## Image object location entries
══════════════════════════════
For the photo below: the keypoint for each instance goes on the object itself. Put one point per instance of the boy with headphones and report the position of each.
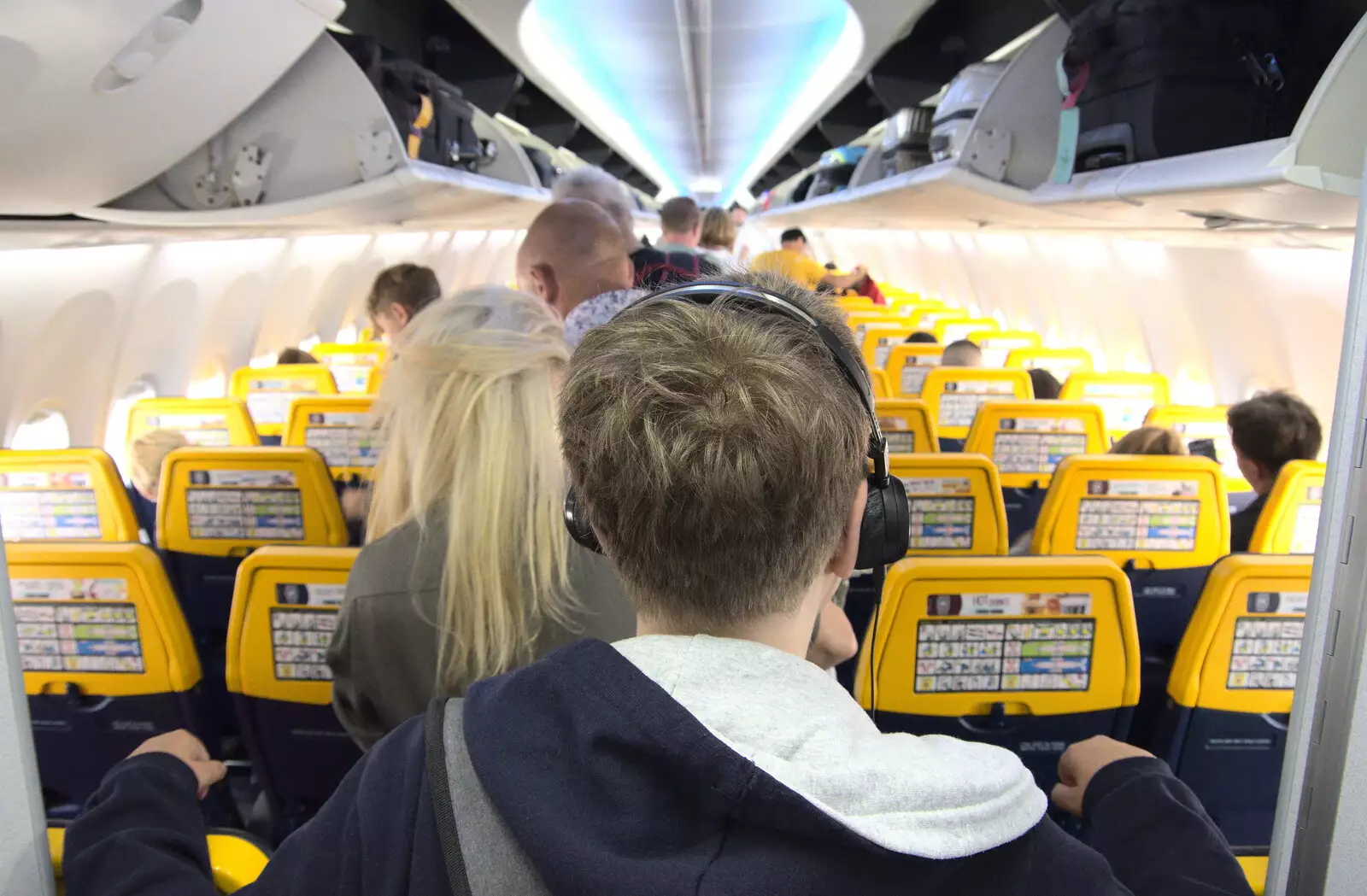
(718, 439)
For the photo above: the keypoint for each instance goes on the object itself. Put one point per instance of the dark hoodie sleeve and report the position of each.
(143, 835)
(1155, 835)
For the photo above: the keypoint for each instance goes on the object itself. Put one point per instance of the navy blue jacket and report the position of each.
(612, 787)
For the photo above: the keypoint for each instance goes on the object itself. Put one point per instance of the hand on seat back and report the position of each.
(1080, 764)
(186, 747)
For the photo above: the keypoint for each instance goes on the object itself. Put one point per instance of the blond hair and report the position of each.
(469, 439)
(718, 230)
(717, 451)
(1150, 440)
(145, 456)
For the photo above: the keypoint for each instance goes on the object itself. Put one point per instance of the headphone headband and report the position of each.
(711, 291)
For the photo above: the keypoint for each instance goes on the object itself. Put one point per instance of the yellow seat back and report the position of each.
(229, 501)
(908, 364)
(1203, 422)
(954, 395)
(1124, 398)
(1027, 440)
(352, 364)
(211, 422)
(1241, 647)
(68, 495)
(341, 428)
(908, 426)
(268, 391)
(879, 340)
(234, 858)
(1043, 635)
(998, 344)
(1061, 362)
(1289, 522)
(1162, 512)
(285, 609)
(100, 616)
(950, 330)
(954, 504)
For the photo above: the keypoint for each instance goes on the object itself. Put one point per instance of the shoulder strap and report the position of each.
(482, 855)
(441, 795)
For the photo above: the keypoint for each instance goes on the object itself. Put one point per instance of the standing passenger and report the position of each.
(398, 294)
(574, 261)
(1268, 430)
(793, 261)
(468, 571)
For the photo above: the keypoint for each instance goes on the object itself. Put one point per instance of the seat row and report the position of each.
(1036, 653)
(109, 659)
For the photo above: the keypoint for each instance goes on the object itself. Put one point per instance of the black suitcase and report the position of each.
(546, 168)
(1173, 77)
(435, 120)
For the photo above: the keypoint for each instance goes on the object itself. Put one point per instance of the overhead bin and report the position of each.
(1002, 179)
(100, 97)
(320, 149)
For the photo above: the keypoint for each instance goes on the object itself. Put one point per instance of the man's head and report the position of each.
(1270, 430)
(398, 294)
(963, 354)
(572, 253)
(603, 190)
(145, 456)
(719, 455)
(681, 221)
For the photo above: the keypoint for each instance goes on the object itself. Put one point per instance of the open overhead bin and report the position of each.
(100, 97)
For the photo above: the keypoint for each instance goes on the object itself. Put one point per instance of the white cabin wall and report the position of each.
(79, 325)
(1220, 321)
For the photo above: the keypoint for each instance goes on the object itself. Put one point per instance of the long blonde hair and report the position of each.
(468, 425)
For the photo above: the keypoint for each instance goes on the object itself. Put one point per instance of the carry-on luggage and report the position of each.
(837, 167)
(1164, 78)
(437, 122)
(906, 141)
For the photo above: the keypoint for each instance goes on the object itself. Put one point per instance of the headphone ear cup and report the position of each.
(578, 524)
(885, 533)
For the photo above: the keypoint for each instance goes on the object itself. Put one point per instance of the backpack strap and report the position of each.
(441, 794)
(483, 858)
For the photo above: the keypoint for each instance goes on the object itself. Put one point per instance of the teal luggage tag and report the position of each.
(1070, 122)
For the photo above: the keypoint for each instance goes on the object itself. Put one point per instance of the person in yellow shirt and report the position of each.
(793, 262)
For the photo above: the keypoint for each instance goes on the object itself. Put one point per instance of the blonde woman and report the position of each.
(468, 570)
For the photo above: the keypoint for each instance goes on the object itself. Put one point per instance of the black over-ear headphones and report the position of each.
(885, 531)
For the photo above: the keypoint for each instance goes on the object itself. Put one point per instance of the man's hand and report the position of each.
(1080, 763)
(186, 747)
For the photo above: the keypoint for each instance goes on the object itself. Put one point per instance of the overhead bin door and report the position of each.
(102, 97)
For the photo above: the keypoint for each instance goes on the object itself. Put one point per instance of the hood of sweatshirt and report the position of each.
(713, 765)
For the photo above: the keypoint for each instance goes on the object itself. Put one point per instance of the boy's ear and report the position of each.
(847, 552)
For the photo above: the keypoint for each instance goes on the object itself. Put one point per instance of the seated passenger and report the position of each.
(1146, 440)
(718, 241)
(466, 570)
(963, 353)
(721, 456)
(145, 456)
(398, 294)
(1150, 440)
(793, 261)
(294, 355)
(653, 268)
(574, 261)
(1046, 385)
(1268, 430)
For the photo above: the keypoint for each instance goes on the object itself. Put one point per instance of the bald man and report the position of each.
(574, 260)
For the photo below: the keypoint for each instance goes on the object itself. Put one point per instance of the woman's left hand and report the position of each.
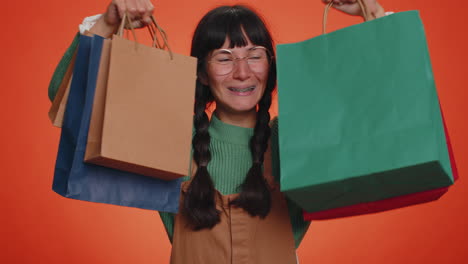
(351, 7)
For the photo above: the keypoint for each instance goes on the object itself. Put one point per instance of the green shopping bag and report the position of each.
(359, 117)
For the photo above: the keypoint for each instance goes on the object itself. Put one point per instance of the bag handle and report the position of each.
(153, 29)
(330, 4)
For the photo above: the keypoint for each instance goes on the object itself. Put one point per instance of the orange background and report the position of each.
(39, 226)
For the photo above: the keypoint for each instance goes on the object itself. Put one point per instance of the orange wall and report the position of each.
(39, 226)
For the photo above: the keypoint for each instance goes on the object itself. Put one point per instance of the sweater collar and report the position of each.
(229, 133)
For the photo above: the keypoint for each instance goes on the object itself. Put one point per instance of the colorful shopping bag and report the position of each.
(78, 180)
(359, 117)
(57, 109)
(147, 117)
(390, 203)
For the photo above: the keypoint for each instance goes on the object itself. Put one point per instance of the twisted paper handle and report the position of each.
(329, 5)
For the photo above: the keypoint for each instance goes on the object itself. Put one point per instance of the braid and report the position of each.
(255, 196)
(199, 204)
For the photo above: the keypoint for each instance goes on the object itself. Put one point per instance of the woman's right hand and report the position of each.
(139, 12)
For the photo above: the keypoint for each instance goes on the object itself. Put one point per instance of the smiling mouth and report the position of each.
(243, 90)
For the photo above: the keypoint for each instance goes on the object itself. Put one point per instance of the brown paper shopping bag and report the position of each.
(57, 110)
(142, 118)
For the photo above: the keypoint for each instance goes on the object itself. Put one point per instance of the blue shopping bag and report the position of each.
(73, 178)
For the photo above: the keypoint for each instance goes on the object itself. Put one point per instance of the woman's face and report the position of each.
(240, 90)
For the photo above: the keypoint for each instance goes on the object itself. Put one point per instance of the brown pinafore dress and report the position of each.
(239, 238)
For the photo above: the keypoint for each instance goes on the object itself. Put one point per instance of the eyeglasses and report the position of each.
(223, 61)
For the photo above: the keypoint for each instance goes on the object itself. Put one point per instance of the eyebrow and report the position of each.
(230, 51)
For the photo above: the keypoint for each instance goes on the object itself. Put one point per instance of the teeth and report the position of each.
(248, 89)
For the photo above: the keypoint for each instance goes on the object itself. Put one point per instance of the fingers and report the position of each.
(121, 7)
(139, 11)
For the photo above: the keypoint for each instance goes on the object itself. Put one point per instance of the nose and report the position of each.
(241, 70)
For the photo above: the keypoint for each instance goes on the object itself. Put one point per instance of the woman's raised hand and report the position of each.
(352, 7)
(139, 11)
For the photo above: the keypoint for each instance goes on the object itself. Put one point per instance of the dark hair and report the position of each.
(210, 34)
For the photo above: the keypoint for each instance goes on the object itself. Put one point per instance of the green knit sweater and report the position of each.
(231, 157)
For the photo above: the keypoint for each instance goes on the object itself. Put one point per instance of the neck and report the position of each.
(244, 119)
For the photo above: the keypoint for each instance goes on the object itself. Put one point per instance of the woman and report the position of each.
(231, 207)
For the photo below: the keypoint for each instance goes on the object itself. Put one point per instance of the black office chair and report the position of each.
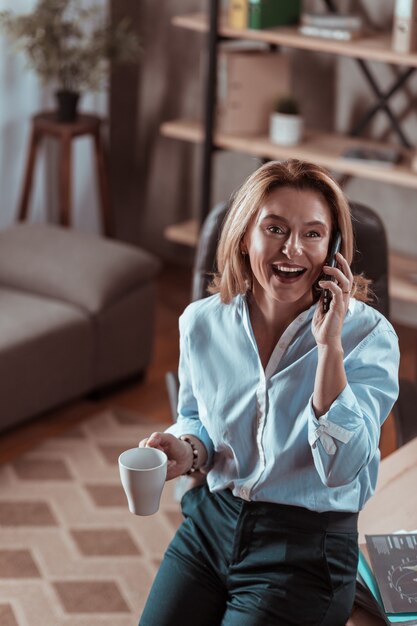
(370, 257)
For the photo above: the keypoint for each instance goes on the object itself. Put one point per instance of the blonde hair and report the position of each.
(233, 269)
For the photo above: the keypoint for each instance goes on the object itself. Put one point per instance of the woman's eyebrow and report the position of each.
(283, 219)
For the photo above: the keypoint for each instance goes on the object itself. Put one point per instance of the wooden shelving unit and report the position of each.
(326, 149)
(375, 47)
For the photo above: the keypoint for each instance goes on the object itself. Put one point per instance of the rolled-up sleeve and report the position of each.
(346, 438)
(188, 420)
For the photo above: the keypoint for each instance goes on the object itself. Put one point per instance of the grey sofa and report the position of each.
(76, 313)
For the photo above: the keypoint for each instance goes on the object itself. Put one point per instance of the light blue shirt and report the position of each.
(259, 427)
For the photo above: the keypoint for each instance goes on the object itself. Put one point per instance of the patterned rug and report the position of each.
(70, 552)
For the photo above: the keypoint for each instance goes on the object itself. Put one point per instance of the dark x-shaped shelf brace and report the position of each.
(382, 96)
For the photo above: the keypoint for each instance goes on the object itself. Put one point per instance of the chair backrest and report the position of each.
(370, 257)
(371, 252)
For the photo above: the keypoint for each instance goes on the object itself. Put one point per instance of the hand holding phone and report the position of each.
(331, 262)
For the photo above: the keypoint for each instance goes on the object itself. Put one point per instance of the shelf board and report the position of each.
(322, 148)
(185, 233)
(403, 269)
(403, 278)
(375, 47)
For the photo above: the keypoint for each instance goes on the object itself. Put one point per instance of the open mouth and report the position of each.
(287, 273)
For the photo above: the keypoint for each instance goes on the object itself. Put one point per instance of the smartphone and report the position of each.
(331, 261)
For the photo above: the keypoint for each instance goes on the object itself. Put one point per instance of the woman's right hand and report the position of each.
(179, 453)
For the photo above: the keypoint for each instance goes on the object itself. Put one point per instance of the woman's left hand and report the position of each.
(327, 327)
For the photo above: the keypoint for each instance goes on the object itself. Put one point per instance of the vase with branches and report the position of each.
(70, 44)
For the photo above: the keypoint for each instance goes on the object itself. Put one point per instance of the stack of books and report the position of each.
(331, 26)
(260, 14)
(386, 583)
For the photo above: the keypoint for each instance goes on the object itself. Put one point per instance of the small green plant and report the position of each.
(287, 105)
(71, 45)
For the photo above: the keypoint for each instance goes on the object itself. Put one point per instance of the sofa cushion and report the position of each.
══════════════════════════════
## SET EXERCISE
Give back, unchanged, every line from the one with "branches and report the position of each." to the end of the entries above.

## REPLY TO THE TASK
For the photo above: the keypoint for each instance goes on the object itself. Put one point per instance of the vase with branches and report the position of each.
(70, 44)
For the photo above: the keypoint for each instance goes on the object itself. Put one point per instance of the stack of books and report the position of each.
(331, 26)
(260, 14)
(386, 583)
For the photo above: the keypoint for each instance goes on the object itself. Put one point per instance of the small green plant and report the position of each.
(287, 105)
(71, 45)
For the photo above: the keypoint for each instance goes on the object itself. Put one point per instance of the sofa cushion and report the position of each.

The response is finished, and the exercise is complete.